Task to carry out:
Go through the records underneath and write each one out again exactly.
[START OF Dataset entries]
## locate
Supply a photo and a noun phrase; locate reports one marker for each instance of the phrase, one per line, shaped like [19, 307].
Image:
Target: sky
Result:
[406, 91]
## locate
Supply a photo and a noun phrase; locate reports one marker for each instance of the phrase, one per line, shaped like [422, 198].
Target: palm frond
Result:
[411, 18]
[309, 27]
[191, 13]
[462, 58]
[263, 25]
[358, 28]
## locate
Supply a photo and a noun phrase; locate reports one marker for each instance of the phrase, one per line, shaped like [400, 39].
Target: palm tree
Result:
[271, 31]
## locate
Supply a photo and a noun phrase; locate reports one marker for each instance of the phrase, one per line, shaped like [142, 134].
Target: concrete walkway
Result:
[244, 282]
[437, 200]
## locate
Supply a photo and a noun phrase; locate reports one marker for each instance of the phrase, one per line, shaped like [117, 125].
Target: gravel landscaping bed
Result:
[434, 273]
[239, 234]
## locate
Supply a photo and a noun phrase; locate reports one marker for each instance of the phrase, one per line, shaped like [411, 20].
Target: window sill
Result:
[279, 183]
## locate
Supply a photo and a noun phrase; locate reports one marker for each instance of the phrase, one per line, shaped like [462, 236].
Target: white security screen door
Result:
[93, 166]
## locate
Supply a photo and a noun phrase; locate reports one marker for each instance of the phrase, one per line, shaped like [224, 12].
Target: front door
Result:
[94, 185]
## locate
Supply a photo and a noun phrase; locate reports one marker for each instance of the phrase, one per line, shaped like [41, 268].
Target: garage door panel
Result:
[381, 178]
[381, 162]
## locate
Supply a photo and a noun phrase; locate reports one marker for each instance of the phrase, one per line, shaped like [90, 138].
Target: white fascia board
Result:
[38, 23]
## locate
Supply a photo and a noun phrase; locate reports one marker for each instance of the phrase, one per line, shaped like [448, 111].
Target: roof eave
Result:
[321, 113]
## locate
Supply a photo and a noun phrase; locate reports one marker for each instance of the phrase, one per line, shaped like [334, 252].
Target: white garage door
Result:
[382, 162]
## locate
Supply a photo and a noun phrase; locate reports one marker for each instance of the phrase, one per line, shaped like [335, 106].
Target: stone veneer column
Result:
[END OF Dataset entries]
Reply:
## locate
Supply a photo and a noun phrase; locate reports one marker for each instance of the phrase, one per line, shaped like [19, 307].
Image:
Target: sky
Result:
[406, 91]
## locate
Supply a photo and a noun phrase; locate reports one marker for each instance of the phrase, one per line, shaped like [422, 198].
Target: palm frond
Result:
[411, 18]
[309, 27]
[191, 13]
[462, 58]
[263, 25]
[358, 28]
## locate
Supply a photo and a noun phrase; locate reports one marker for each instance of the phrase, one per line, shaped like [400, 39].
Target: palm tree
Result:
[271, 31]
## locate
Supply a photo and a noun phrase; locate reports one marker for each instance of the phrase, one per line, shaped like [142, 134].
Target: concrete walkway
Result:
[244, 282]
[437, 200]
## locate
Supply a photo and a noun phrase; locate reports one marker for each instance of the phrase, one per line, shaped like [117, 125].
Target: gravel landscaping bed
Result:
[434, 273]
[239, 234]
## locate
Supply a photo and a noun phrase; locate reports one marker for each instance of the phrase, one per line, shaped like [411, 20].
Target: window sill
Result:
[279, 183]
## locate
Supply a photo and a noun phrase; locate reports one marker for each instance of the phrase, one per line, shaped like [462, 236].
Target: white security screen door
Result:
[93, 166]
## locate
Supply a photo and a noun phrase; locate reports one marker for each instance of the phrase, one per line, shaped like [224, 12].
Target: front door
Result:
[94, 185]
## locate
Supply a photo and a noun phrase; locate reports one marker for each instance of the phrase, one per line, shaped like [41, 268].
Target: garage door panel
Result:
[381, 178]
[381, 162]
## locate
Supply a photo and a noun phrase; locate reports one marker for each instance of the phrase, one per line, shaped like [90, 138].
Target: white fascia board
Result:
[38, 23]
## locate
Supply a photo and a noun phrase; locate reports one marker for each instance of the phrase, one per line, shaped like [448, 111].
Target: roof eave
Result:
[321, 113]
## locate
Supply a photo and a noun phrase; locate reports one marker for each instance of the phrase, one per line, shaped like [334, 252].
Target: white garage door
Result:
[382, 162]
## locate
Supply a photo and a noun phrase; locate reports one marker for each instance of the phrase, one per line, shaped like [335, 106].
Target: stone veneer column
Result:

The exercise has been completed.